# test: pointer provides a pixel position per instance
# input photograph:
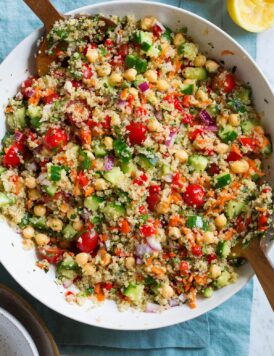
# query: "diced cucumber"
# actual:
(51, 189)
(222, 180)
(69, 232)
(223, 280)
(247, 126)
(187, 89)
(195, 73)
(227, 134)
(147, 162)
(198, 162)
(17, 119)
(208, 292)
(223, 249)
(195, 221)
(234, 207)
(134, 292)
(188, 50)
(93, 202)
(2, 169)
(113, 211)
(38, 222)
(115, 176)
(5, 200)
(67, 269)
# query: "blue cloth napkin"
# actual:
(215, 333)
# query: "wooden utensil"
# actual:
(49, 15)
(256, 256)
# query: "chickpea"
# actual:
(220, 221)
(92, 55)
(106, 260)
(179, 38)
(151, 76)
(39, 210)
(162, 85)
(209, 237)
(28, 232)
(154, 125)
(200, 60)
(30, 182)
(147, 23)
(162, 208)
(211, 66)
(55, 224)
(41, 239)
(100, 184)
(239, 167)
(82, 259)
(181, 156)
(34, 194)
(174, 233)
(78, 225)
(130, 74)
(215, 271)
(221, 148)
(130, 262)
(115, 79)
(108, 142)
(234, 120)
(167, 291)
(201, 95)
(104, 70)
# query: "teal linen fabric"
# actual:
(215, 333)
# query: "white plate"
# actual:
(14, 338)
(21, 264)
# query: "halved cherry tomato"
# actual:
(194, 195)
(88, 241)
(55, 138)
(137, 133)
(12, 155)
(53, 254)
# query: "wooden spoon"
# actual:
(261, 265)
(49, 15)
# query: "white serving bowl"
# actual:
(21, 264)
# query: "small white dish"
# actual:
(14, 338)
(21, 264)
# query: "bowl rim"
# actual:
(250, 273)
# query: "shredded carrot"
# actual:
(89, 191)
(157, 270)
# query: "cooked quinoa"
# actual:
(134, 165)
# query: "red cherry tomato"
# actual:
(88, 241)
(55, 138)
(12, 156)
(148, 230)
(194, 195)
(197, 250)
(137, 133)
(234, 156)
(53, 254)
(229, 83)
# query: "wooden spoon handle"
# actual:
(263, 270)
(45, 11)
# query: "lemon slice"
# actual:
(252, 15)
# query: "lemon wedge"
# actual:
(252, 15)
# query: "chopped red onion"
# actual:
(160, 26)
(109, 163)
(154, 244)
(143, 86)
(152, 308)
(169, 142)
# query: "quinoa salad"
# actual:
(135, 165)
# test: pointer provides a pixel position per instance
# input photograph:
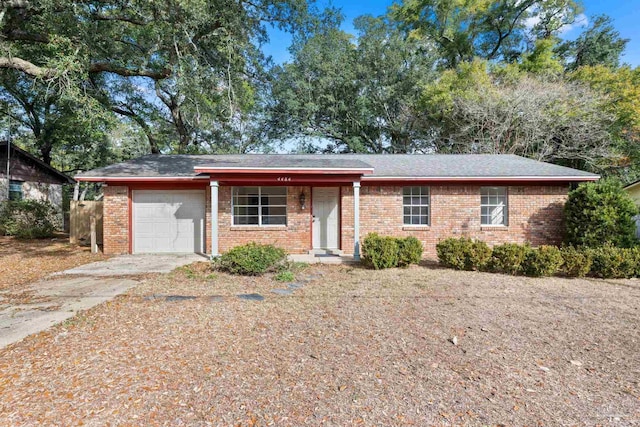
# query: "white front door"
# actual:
(168, 221)
(325, 217)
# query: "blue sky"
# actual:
(625, 13)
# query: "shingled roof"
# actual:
(435, 166)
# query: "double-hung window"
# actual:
(259, 206)
(415, 204)
(493, 206)
(15, 190)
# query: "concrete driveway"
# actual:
(62, 295)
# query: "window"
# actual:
(259, 205)
(15, 190)
(415, 202)
(493, 206)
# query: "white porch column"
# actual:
(356, 221)
(214, 218)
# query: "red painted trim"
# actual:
(310, 218)
(372, 180)
(340, 218)
(130, 207)
(169, 185)
(289, 171)
(459, 183)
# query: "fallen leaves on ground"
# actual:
(351, 347)
(26, 261)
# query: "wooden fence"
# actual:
(80, 222)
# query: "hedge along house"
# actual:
(303, 203)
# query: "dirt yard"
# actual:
(26, 261)
(350, 347)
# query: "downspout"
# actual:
(8, 161)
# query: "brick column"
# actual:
(356, 221)
(214, 218)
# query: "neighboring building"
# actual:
(29, 177)
(211, 203)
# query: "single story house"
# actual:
(29, 177)
(311, 202)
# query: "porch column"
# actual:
(356, 221)
(214, 218)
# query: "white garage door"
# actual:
(168, 221)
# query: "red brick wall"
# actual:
(535, 215)
(295, 236)
(116, 220)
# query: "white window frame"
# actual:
(12, 189)
(259, 206)
(500, 196)
(420, 205)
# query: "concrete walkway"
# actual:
(131, 265)
(64, 294)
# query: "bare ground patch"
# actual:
(26, 261)
(352, 347)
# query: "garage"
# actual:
(168, 221)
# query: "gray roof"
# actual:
(384, 165)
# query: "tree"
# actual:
(621, 87)
(600, 44)
(357, 95)
(509, 112)
(488, 29)
(600, 213)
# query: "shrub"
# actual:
(452, 252)
(409, 251)
(508, 258)
(462, 253)
(285, 276)
(251, 259)
(610, 262)
(477, 255)
(28, 219)
(600, 213)
(576, 262)
(380, 252)
(543, 261)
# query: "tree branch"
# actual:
(26, 67)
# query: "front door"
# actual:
(325, 217)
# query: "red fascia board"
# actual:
(288, 171)
(128, 179)
(459, 180)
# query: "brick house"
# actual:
(211, 203)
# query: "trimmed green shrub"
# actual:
(285, 276)
(252, 259)
(576, 262)
(610, 262)
(463, 254)
(28, 219)
(600, 213)
(409, 251)
(542, 261)
(508, 258)
(380, 252)
(452, 252)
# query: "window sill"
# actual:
(416, 227)
(257, 227)
(494, 228)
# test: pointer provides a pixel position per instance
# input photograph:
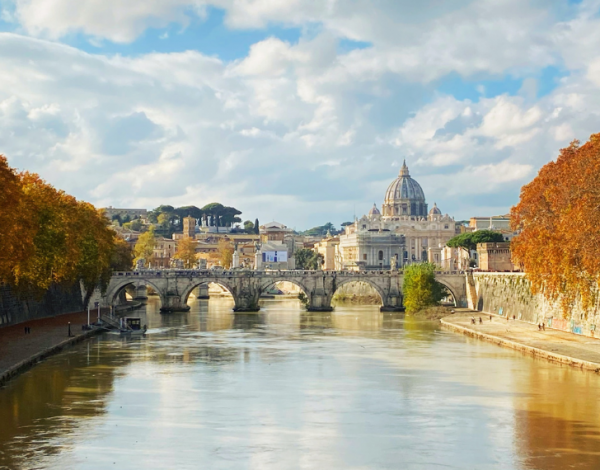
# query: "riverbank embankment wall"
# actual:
(56, 301)
(509, 294)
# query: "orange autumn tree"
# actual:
(15, 236)
(48, 237)
(559, 219)
(186, 252)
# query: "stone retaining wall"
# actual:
(509, 294)
(56, 301)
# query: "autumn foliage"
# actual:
(48, 237)
(559, 219)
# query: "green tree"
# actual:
(164, 219)
(469, 240)
(222, 215)
(420, 288)
(144, 248)
(308, 259)
(321, 230)
(248, 226)
(122, 256)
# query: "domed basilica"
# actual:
(403, 232)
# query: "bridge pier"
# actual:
(320, 297)
(141, 292)
(172, 303)
(392, 304)
(202, 292)
(248, 302)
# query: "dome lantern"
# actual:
(404, 197)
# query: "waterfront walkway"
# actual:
(556, 346)
(17, 347)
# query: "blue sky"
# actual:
(296, 110)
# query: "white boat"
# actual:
(132, 326)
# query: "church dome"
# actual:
(404, 196)
(404, 187)
(435, 210)
(374, 211)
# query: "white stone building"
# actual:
(405, 233)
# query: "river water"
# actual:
(287, 389)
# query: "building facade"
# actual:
(406, 232)
(495, 257)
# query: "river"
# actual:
(287, 389)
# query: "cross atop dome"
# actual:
(404, 169)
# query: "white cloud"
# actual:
(117, 20)
(296, 125)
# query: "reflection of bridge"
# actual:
(175, 286)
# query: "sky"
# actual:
(299, 111)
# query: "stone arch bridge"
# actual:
(175, 286)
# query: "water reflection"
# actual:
(353, 388)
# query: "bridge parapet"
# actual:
(175, 285)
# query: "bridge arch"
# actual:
(194, 284)
(382, 293)
(271, 281)
(450, 288)
(115, 289)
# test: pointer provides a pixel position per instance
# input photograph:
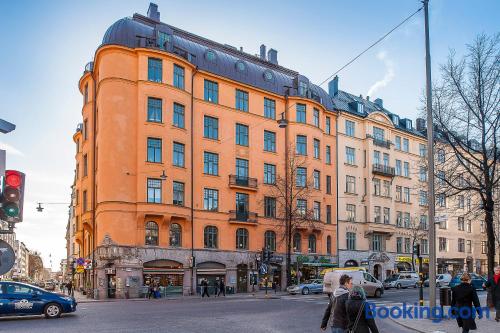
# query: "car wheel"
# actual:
(52, 310)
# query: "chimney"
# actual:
(263, 52)
(333, 86)
(153, 12)
(420, 124)
(272, 56)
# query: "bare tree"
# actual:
(466, 104)
(293, 193)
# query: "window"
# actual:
(269, 173)
(154, 110)
(300, 113)
(349, 128)
(316, 148)
(241, 100)
(242, 135)
(297, 240)
(178, 158)
(211, 128)
(312, 244)
(351, 240)
(270, 141)
(210, 237)
(211, 199)
(151, 233)
(350, 155)
(154, 70)
(154, 190)
(211, 163)
(178, 194)
(317, 210)
(350, 184)
(316, 117)
(301, 177)
(301, 145)
(178, 77)
(154, 150)
(316, 178)
(443, 244)
(242, 239)
(178, 115)
(175, 235)
(211, 91)
(351, 212)
(269, 108)
(387, 215)
(377, 214)
(269, 207)
(270, 240)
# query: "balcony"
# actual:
(249, 217)
(243, 182)
(383, 170)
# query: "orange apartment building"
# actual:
(178, 148)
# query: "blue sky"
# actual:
(45, 46)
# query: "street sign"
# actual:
(7, 257)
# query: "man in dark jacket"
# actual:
(336, 310)
(493, 286)
(463, 297)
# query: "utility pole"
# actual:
(430, 158)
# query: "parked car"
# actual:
(307, 287)
(372, 286)
(21, 299)
(477, 281)
(402, 280)
(442, 280)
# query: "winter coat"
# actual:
(337, 313)
(365, 325)
(464, 296)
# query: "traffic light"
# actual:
(11, 201)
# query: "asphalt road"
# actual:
(288, 314)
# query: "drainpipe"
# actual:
(193, 280)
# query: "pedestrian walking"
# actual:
(463, 300)
(493, 285)
(222, 288)
(359, 319)
(335, 312)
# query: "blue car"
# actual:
(477, 281)
(21, 299)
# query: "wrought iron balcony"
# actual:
(242, 216)
(383, 170)
(239, 181)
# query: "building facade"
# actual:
(177, 154)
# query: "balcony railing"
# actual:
(383, 170)
(242, 216)
(235, 180)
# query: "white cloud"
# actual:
(10, 149)
(388, 76)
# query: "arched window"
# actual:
(151, 233)
(242, 239)
(175, 236)
(312, 244)
(297, 239)
(210, 236)
(270, 240)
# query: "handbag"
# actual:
(353, 328)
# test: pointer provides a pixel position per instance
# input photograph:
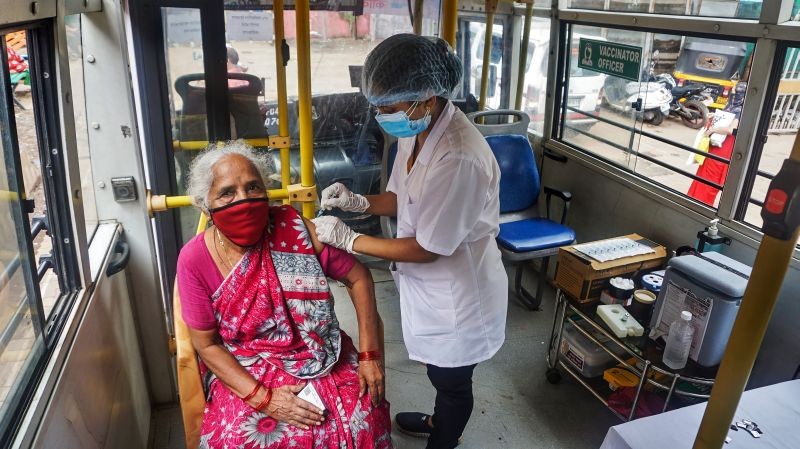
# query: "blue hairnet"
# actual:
(407, 67)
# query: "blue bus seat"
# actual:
(388, 224)
(524, 235)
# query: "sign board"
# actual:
(183, 26)
(620, 60)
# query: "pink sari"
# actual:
(275, 315)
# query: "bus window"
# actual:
(183, 52)
(783, 126)
(534, 93)
(651, 126)
(74, 46)
(477, 32)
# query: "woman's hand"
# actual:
(287, 407)
(334, 232)
(371, 376)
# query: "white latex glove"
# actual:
(337, 195)
(334, 232)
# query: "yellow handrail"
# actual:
(160, 203)
(304, 102)
(283, 107)
(200, 145)
(758, 303)
(418, 17)
(487, 53)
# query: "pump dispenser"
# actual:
(710, 239)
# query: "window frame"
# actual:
(44, 73)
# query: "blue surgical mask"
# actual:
(399, 124)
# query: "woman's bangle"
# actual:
(252, 393)
(369, 355)
(265, 402)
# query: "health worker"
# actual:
(443, 189)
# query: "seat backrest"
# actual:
(388, 224)
(491, 123)
(519, 177)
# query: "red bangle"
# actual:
(369, 355)
(252, 393)
(265, 401)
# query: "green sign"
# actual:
(619, 60)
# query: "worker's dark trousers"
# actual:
(453, 404)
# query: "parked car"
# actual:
(585, 87)
(717, 64)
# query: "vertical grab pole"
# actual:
(418, 17)
(781, 213)
(487, 53)
(304, 100)
(523, 56)
(449, 21)
(283, 109)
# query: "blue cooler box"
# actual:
(711, 287)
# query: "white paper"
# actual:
(309, 393)
(613, 249)
(677, 300)
(721, 119)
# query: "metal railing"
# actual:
(785, 118)
(46, 262)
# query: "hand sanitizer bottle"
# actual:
(679, 341)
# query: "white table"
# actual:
(776, 410)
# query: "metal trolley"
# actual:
(564, 312)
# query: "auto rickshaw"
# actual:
(717, 64)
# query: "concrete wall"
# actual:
(604, 207)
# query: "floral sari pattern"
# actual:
(275, 315)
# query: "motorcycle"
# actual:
(650, 101)
(687, 102)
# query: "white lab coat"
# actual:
(454, 309)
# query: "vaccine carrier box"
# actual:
(710, 286)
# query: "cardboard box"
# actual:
(584, 278)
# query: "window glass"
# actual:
(742, 9)
(75, 49)
(477, 33)
(187, 98)
(534, 92)
(651, 123)
(784, 123)
(795, 11)
(27, 132)
(21, 339)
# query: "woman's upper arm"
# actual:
(202, 339)
(312, 234)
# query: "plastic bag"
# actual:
(701, 143)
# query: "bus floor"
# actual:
(515, 406)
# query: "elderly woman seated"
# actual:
(254, 295)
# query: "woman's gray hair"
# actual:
(200, 171)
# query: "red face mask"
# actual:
(242, 221)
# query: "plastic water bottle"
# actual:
(679, 341)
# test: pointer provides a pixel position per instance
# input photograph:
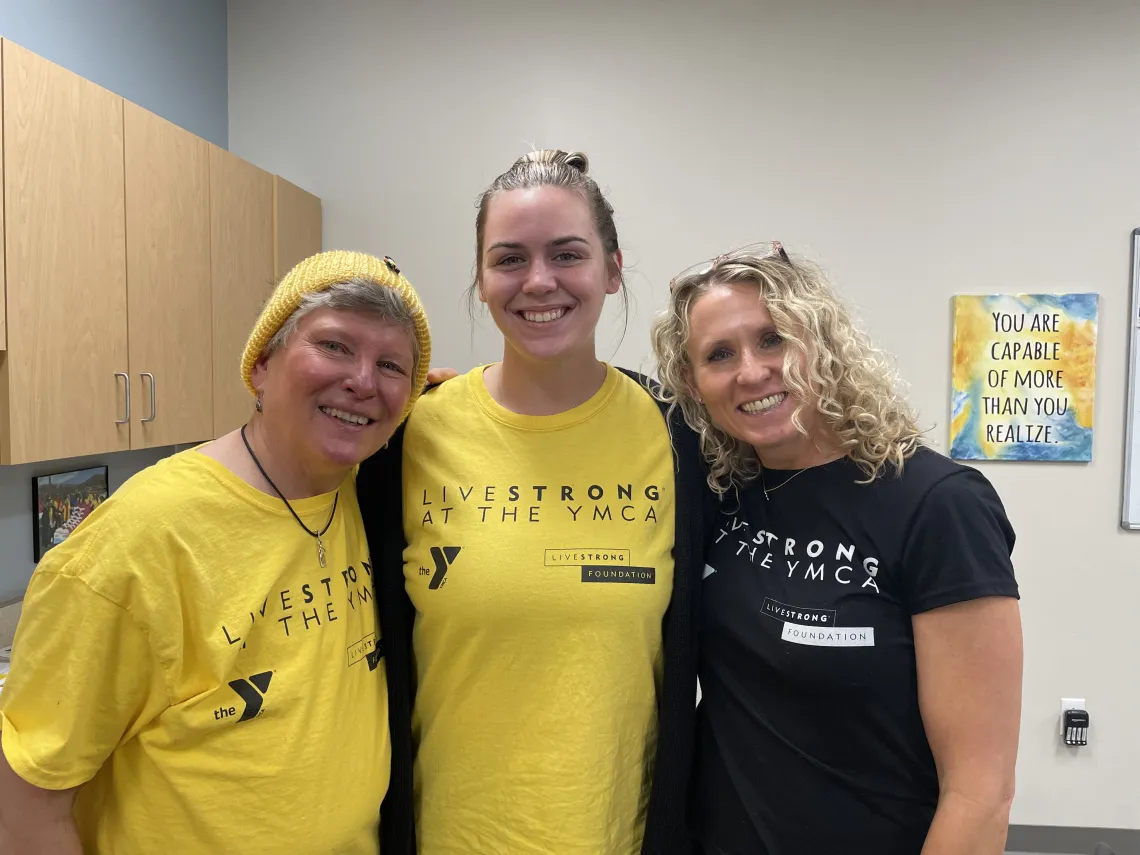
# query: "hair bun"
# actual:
(556, 157)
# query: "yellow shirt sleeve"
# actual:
(83, 680)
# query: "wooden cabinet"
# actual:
(136, 259)
(296, 226)
(242, 262)
(168, 282)
(66, 265)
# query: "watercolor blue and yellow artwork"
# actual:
(1025, 376)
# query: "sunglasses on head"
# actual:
(762, 250)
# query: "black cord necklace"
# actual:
(320, 546)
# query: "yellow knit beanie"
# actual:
(318, 273)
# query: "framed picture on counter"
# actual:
(60, 502)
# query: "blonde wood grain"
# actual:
(296, 226)
(242, 261)
(66, 262)
(3, 311)
(168, 281)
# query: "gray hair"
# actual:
(357, 294)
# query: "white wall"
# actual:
(976, 146)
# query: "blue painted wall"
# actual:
(168, 56)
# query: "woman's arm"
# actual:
(35, 821)
(969, 670)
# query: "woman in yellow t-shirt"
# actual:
(197, 667)
(551, 553)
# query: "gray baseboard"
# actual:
(1071, 840)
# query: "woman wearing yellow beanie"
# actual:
(198, 667)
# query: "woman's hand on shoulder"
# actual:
(438, 375)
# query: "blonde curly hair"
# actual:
(851, 381)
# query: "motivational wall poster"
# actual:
(1025, 372)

#### WORK INSTRUCTIONS:
Starting at the line with "blue and yellow", copy every line up to and including the last one in the entries above.

#### ANSWER TO THE PROBLEM:
# query: "watercolor blue and yellow artwork"
# actual:
(1025, 376)
# query: "sunglasses on head"
# actual:
(762, 250)
# query: "black cord necklace"
# actual:
(320, 546)
# query: "yellow knit beanie"
# actual:
(318, 273)
# query: "framed picture on counter"
# actual:
(60, 502)
# query: "blonde wood grain"
# actual:
(296, 226)
(242, 261)
(66, 262)
(3, 311)
(168, 281)
# query: "gray hair"
# actual:
(357, 294)
# query: "white wall"
# actual:
(976, 146)
# query: "blue painted wall"
# actual:
(168, 56)
# query: "woman's arm"
# actual:
(35, 821)
(969, 670)
# query: "woman in yellow t-shirt"
# actual:
(197, 667)
(551, 553)
# query: "gray baseboard"
# actual:
(1071, 840)
# query: "woman wearing yellow beanie"
# actual:
(198, 667)
# query: "woman's hand on shoulder"
# actual:
(438, 375)
# query: "blonde curly hair"
# actual:
(851, 381)
# query: "motivational wall poster"
# actual:
(1025, 372)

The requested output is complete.